SELECTED PASSAGE:
▬▬▬

DIVISION ONE ATHLETICS

In addition to using criteria outside the prioritization process to determine the importance of the athletics to the university, Dr. Kazee’s recommendations regarding the athletics program belie the severe impact that the athletics program has on the university budget.  The prioritization process itself only focused on the operational budget of the athletics programs without regard to the $4.5 million in athletics scholarship offered (these costs were absorbed by academic programs in which student-athletes studied).  While praising the efforts of the student-athletes and their coaches, the administrative programs committee highlighted that “strong evidence was provided in the athletic prioritization reports that maintaining the status quo is not a viable option for the University”(6).  The Administrative Program Prioritization Committee clearly stated: “The committee’s concern is not with individual sport programs, but rather with the overall level of financial commitment needed to support NCAA Division 1 athletics. During the past three years, annual expenses exceeded revenues by an average of 1.9 million dollars, excluding scholarships (prioritization reports). It is clear that the University needs to act now and pursue one of two courses of action; 1) commit the additional resources requested to provide the staff, travel budgets, and facilities necessary to sustainably compete at the NCAA Division 1 level, or 2) reorganize the athletic program to substantially reduce the University’s commitment of financial resources, which may include movement to NCAA Division 3” (6).  In response, Dr. Kazee ignored the committee’s recommendations and proposed a reduction in “spending on intercollegiate athletics from the operating budget of the University by a percentage commensurate with prioritization reductions taken in other areas”. Why are reductions commensurate when spending is not commensurate?  Additionally, he authorized the athletics department to engage in much more extensive fundraising to make up for budget short falls without reigning in actual spending.  These are in clear contradiction to the administrative program prioritization committee’s recommendations.  In both cases of spending restraint and of consideration of alternatives to the current burdensome athletics program, Dr. Kazee ignored the committee and failed to “embrace a culture of evidence.”

▬▬▬

DATASET EXCERPT:
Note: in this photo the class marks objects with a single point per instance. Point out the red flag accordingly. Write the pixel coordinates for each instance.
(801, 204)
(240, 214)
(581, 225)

▬▬▬

WHAT THIS EXERCISE ASKS:
[A] According to the athletics passage, by what average amount did annual expenses exceed revenues during the past three years?
[B] Rewrite the athletics passage's paragraph beginning "In addition to using criteria outside" as a bulleted list that keeps its main facts.
The listing is separate material and has no connection to the athletics passage.

SOLVED PROBLEMS:
[A] Expenses exceeded revenues by an average of 1.9 million dollars a year, excluding scholarships.

[B]
- Dr. Kazee's recommendations on athletics used criteria outside the prioritization process and belie the program's severe impact on the university budget.
- The prioritization process looked only at the athletics operating budget. It ignored $4.5 million in athletics scholarships, which were absorbed by the academic programs where student-athletes studied.
- The Administrative Program Prioritization Committee praised the student-athletes and coaches but found strong evidence that maintaining the status quo is not a viable option.
- The committee's concern was the overall financial commitment needed for NCAA Division 1 athletics. Over the past three years, annual expenses exceeded revenues by an average of 1.9 million dollars, excluding scholarships.
- The committee gave the university two courses of action: commit more resources for staff, travel, and facilities to compete sustainably at Division 1, or reorganize athletics to cut the financial commitment substantially, possibly by moving to NCAA Division 3.
- Dr. Kazee ignored these recommendations. He proposed cutting athletics operating spending by a percentage commensurate with reductions in other areas, and he authorized more extensive fundraising to cover shortfalls without limiting actual spending.
- The passage concludes that Dr. Kazee contradicted the committee on both spending restraint and alternatives to the current program, and that he failed to "embrace a culture of evidence."